● What this task involves
Rewrite every line of the entries below as a Markdown table with the columns Row and Text, where Row holds a running number and Text holds the line. Leave out blank lines.

════════

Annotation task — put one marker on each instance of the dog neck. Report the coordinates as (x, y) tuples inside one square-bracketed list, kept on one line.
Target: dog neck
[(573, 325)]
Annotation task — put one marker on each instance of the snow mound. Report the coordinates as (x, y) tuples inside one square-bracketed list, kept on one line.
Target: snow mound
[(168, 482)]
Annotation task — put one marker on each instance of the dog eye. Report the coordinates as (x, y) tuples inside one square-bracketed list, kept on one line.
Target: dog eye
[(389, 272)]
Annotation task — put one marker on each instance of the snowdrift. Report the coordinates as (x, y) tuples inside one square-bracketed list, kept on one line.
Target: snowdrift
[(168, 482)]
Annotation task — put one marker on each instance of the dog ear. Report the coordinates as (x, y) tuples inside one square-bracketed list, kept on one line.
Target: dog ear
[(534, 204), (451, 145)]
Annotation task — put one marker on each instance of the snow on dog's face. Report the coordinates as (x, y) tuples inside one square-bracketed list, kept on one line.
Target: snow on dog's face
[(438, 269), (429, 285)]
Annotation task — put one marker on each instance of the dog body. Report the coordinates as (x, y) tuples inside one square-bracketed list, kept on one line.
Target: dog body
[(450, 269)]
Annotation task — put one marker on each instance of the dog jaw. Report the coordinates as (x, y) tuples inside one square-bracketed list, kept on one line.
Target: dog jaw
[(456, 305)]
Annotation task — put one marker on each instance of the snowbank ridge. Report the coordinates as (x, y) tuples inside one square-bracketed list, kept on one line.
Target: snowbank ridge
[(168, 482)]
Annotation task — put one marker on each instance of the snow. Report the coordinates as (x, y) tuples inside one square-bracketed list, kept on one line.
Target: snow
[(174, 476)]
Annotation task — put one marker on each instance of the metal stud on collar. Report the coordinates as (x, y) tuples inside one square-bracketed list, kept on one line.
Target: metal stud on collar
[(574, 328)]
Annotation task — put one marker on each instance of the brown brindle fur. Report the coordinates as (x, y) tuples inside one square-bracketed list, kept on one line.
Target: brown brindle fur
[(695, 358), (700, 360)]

════════

● Finished exercise
| Row | Text |
|---|---|
| 1 | Annotation task — put one marker on each instance of the dog neck. Report the coordinates as (x, y) tuples inside one square-bracketed list, kept on one line. |
| 2 | Target: dog neck |
| 3 | [(573, 325)] |
| 4 | Annotation task — put one marker on each instance of the snow mound. Report the coordinates as (x, y) tuples inside one square-bracketed list, kept on one line. |
| 5 | Target: snow mound |
| 6 | [(168, 482)] |
| 7 | Annotation task — put one marker on each instance of the dog eye. Report the coordinates as (x, y) tuples inside one square-bracketed list, kept on one line. |
| 8 | Target: dog eye |
| 9 | [(389, 272)] |
| 10 | Annotation task — put one marker on each instance of the snowdrift. Report the coordinates as (x, y) tuples inside one square-bracketed list, kept on one line. |
| 11 | Target: snowdrift |
| 12 | [(168, 482)] |
| 13 | Annotation task — put one marker on each instance of the dog ear. Report the coordinates as (x, y) tuples inside one square-bracketed list, kept on one line. |
| 14 | Target: dog ear |
| 15 | [(534, 204), (451, 145)] |
| 16 | Annotation task — put one marker on each instance of the snow on dog's face. Report the coordinates as (x, y) tuples inside one square-bracketed list, kept on one line. |
| 17 | Target: snow on dog's face |
| 18 | [(438, 269), (429, 285)] |
| 19 | Annotation task — put one marker on each instance of the dog body. Report the coordinates as (x, y) tuples inside one square-bracketed list, kept on one line. |
| 20 | Target: dog body |
| 21 | [(450, 269)] |
| 22 | Annotation task — put one marker on each instance of the dog jaw. Report the coordinates as (x, y) tuples inside one square-bracketed list, kept on one line. |
| 23 | Target: dog jaw |
| 24 | [(456, 305)] |
| 25 | Annotation task — put one marker on each instance of the snowbank ridge. Report the coordinates as (x, y) tuples inside one square-bracketed list, kept on one line. |
| 26 | Target: snowbank ridge |
| 27 | [(168, 482)] |
| 28 | Annotation task — put one marker on each instance of the snow. Report the coordinates as (x, y) tuples inside one square-bracketed list, kept on one line. |
| 29 | Target: snow |
| 30 | [(174, 476)] |
| 31 | Annotation task — put one marker on each instance of the metal stud on collar. Report the coordinates as (x, y) tuples inside one square-bracketed list, kept on one line. |
| 32 | Target: metal stud on collar |
| 33 | [(574, 328)] |
| 34 | Annotation task — put one marker on each instance of the brown brindle fur. Report the coordinates as (x, y) tuples inside one square-bracketed list, kept on one line. |
| 35 | Target: brown brindle fur |
| 36 | [(695, 358), (700, 360)] |